What you need to do:
Print the stretch of the listing from the line containing "Each instance of the player's hand" through the line containing "[[125, 203]]", both ends included, reproducing each line without any change.

Information given:
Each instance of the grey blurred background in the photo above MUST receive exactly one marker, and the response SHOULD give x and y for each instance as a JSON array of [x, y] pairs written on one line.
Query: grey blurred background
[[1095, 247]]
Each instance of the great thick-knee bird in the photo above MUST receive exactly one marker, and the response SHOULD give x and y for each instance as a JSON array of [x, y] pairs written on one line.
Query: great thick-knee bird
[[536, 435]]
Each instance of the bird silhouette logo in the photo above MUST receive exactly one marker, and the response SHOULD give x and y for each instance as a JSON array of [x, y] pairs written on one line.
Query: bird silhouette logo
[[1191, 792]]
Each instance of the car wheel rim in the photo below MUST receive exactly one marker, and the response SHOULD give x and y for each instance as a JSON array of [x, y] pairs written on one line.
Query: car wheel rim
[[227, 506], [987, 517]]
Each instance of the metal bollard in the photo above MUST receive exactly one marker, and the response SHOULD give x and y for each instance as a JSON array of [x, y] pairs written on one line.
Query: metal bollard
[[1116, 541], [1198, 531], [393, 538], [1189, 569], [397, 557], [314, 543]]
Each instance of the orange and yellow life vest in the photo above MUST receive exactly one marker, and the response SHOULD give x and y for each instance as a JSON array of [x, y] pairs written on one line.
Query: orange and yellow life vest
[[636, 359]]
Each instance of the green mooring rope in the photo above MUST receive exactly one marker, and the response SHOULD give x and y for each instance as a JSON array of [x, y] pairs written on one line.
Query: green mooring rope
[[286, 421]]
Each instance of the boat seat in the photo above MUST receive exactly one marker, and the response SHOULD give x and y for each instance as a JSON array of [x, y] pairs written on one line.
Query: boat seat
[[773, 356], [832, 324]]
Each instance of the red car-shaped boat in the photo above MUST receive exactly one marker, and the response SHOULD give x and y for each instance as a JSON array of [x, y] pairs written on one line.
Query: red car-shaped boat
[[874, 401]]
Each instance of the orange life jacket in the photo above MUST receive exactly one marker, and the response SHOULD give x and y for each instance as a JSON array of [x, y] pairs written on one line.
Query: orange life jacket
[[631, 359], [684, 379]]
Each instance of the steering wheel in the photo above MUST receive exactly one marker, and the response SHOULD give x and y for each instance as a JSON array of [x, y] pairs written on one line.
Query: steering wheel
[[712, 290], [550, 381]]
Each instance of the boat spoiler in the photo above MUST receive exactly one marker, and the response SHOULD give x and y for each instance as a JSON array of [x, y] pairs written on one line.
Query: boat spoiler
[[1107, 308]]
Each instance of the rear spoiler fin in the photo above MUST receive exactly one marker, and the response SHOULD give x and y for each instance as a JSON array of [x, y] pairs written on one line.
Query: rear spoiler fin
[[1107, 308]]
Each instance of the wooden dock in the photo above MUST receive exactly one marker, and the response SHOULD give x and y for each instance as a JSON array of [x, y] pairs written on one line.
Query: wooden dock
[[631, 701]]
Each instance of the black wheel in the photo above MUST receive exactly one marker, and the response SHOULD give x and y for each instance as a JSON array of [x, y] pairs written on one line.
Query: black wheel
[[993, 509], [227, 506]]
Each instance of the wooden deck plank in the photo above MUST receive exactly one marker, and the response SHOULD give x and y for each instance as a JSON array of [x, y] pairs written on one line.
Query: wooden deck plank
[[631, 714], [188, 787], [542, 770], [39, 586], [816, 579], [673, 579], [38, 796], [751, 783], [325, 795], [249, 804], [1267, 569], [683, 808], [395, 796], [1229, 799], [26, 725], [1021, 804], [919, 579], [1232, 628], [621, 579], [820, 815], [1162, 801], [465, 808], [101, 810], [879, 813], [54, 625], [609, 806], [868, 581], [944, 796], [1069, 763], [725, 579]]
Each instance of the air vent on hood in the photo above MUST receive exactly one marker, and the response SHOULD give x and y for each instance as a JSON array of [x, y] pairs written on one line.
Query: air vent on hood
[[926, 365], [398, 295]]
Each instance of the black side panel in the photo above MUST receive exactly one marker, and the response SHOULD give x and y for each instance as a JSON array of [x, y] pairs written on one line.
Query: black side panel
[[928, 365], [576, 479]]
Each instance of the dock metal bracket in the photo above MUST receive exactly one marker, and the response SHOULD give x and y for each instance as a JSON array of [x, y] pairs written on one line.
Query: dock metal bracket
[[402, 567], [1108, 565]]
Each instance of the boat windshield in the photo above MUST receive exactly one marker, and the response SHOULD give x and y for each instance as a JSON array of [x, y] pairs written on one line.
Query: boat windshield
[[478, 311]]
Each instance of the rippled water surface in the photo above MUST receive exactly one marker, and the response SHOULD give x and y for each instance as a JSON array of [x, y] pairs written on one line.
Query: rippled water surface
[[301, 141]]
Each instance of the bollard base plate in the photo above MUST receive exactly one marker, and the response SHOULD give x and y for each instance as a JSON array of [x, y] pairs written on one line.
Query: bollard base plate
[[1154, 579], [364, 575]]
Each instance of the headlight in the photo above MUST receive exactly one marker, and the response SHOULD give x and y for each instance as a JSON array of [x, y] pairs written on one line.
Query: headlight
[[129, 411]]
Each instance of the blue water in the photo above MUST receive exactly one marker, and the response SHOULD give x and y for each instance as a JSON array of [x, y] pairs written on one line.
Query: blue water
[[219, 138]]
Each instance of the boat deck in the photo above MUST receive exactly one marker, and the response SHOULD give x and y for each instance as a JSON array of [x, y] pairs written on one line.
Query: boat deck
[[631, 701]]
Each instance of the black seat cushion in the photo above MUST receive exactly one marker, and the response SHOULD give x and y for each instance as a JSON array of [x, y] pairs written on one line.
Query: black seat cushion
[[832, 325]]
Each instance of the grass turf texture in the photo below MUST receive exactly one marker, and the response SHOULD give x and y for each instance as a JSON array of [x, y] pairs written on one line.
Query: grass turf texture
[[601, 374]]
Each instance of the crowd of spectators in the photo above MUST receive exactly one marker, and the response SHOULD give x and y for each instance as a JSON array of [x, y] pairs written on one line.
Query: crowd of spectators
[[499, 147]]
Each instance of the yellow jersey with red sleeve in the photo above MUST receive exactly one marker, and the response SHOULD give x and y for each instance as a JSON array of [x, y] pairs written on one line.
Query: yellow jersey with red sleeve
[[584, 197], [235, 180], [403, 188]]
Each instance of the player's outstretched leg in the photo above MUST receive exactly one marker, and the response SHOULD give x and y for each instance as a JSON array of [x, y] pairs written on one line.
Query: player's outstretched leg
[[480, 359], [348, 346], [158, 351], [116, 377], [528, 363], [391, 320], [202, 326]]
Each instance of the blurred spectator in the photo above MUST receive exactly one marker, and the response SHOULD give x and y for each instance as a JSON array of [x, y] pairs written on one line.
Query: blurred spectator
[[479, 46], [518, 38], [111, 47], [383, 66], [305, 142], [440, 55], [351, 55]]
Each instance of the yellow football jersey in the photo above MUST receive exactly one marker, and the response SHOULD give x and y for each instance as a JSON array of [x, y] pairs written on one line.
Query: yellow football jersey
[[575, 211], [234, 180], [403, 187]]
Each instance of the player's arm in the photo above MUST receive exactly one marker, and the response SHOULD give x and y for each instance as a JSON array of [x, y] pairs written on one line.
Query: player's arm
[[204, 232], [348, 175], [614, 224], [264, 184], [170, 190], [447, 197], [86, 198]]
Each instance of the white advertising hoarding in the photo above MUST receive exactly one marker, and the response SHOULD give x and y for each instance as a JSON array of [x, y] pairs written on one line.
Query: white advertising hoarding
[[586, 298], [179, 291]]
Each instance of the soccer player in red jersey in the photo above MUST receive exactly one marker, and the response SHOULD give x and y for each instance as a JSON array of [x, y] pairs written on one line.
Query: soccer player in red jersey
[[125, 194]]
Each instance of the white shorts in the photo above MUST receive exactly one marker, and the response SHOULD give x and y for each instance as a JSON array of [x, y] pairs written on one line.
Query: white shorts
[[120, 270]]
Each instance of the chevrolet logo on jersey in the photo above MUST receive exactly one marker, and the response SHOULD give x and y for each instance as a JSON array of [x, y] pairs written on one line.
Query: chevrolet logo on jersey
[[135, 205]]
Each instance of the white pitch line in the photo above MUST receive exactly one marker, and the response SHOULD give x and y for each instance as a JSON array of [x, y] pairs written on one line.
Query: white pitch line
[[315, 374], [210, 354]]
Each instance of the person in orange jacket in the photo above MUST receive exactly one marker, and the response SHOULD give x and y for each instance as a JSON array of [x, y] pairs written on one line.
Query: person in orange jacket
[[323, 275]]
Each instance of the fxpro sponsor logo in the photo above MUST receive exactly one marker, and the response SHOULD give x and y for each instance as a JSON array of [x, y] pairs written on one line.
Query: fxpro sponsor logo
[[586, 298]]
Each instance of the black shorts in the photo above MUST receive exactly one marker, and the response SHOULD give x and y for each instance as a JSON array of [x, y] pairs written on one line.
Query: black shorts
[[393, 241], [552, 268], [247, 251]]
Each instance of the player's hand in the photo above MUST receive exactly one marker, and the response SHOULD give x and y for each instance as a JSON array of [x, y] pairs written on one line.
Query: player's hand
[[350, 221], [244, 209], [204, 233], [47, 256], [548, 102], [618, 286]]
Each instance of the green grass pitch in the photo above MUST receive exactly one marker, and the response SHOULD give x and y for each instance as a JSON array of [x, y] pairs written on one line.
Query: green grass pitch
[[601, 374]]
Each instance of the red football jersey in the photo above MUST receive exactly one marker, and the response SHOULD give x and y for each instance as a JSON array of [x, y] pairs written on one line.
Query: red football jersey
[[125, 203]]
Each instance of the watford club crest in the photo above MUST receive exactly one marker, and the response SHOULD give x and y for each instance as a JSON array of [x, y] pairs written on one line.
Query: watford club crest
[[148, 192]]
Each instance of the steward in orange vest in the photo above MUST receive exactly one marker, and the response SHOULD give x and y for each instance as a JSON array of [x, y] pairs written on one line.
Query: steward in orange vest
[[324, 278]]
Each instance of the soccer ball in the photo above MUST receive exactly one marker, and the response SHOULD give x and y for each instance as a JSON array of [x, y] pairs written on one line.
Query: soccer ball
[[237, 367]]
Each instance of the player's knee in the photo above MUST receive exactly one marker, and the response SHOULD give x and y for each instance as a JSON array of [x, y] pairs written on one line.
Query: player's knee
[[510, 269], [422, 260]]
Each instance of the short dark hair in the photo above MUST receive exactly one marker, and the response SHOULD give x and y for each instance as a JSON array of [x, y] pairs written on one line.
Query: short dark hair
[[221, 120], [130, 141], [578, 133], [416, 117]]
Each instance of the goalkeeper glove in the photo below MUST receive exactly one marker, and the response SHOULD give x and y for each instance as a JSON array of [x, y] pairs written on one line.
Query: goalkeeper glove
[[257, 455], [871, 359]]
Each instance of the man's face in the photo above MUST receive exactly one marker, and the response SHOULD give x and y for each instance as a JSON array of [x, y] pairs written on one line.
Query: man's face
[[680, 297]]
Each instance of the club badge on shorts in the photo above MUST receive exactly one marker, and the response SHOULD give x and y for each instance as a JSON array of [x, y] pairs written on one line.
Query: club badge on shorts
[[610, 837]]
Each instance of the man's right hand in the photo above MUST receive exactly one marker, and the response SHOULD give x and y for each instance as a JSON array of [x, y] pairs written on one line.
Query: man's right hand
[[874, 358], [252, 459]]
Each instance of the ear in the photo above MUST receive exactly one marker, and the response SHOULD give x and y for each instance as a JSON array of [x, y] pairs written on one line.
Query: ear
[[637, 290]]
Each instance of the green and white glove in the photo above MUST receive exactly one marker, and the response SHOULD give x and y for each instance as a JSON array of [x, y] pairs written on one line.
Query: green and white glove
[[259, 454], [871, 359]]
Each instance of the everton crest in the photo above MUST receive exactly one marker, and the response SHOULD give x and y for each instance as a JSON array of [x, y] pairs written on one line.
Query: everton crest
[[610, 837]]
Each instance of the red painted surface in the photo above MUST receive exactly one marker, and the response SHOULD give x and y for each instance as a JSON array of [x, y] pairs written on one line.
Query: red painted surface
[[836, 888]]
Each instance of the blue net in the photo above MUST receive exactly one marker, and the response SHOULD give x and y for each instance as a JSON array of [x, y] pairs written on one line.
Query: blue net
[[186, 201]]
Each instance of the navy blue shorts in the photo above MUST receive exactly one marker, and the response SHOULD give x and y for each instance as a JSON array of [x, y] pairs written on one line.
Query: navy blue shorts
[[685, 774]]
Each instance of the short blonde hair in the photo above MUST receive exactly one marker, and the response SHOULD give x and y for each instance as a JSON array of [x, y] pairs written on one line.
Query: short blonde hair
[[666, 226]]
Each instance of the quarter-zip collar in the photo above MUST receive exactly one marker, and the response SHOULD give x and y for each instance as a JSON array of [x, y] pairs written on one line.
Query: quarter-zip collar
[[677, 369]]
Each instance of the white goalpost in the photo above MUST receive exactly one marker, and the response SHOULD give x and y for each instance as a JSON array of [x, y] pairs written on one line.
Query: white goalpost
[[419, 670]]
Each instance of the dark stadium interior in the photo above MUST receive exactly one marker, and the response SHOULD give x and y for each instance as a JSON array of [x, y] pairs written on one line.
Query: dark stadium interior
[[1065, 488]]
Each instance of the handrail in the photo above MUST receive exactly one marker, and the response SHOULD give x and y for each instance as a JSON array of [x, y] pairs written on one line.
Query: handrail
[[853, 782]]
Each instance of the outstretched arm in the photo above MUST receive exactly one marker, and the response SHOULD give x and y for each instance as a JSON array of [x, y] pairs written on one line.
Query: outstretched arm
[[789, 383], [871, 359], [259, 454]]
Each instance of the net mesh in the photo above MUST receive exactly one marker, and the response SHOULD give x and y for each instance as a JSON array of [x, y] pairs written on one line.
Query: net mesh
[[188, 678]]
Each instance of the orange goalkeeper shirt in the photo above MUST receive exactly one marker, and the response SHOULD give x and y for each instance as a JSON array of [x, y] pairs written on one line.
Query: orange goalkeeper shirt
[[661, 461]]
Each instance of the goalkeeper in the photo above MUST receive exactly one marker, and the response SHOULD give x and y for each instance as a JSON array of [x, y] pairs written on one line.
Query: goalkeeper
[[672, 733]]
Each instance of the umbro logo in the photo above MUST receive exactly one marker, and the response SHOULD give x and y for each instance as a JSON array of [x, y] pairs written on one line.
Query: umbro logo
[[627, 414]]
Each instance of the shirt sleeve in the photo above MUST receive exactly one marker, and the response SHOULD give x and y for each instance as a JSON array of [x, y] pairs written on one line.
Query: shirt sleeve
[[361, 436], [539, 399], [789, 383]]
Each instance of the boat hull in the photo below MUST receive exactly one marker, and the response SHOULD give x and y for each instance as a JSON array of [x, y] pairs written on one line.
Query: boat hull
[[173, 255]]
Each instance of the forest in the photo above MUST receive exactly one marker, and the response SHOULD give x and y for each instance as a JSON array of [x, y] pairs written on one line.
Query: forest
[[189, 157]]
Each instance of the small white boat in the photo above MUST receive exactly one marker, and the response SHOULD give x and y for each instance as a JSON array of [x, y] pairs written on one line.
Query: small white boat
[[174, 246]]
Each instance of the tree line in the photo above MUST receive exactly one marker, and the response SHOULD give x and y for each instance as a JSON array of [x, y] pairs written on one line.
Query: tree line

Response to this task:
Each instance of the player's hand in the photo above MUST receive exactly one marker, and the response SHOULD give x and y for each instance as a JSON array of [x, y] pairs written on one line.
Query: player's hand
[[350, 221], [244, 209], [204, 233], [47, 256], [548, 102], [618, 286]]
Each instance of the green grass pitch in the photo above MUST receive exactly one marker, and the response SHOULD give x and y for each instance as a JSON array of [x, y] pairs written on one line.
Query: green grass pitch
[[601, 374]]
Each instance of the red football jersey in the photo above MUST receive exactly one marker, and the response SHOULD give x and y for each instance as a JSON array of [x, y] pairs written on one line.
Query: red football jersey
[[125, 203]]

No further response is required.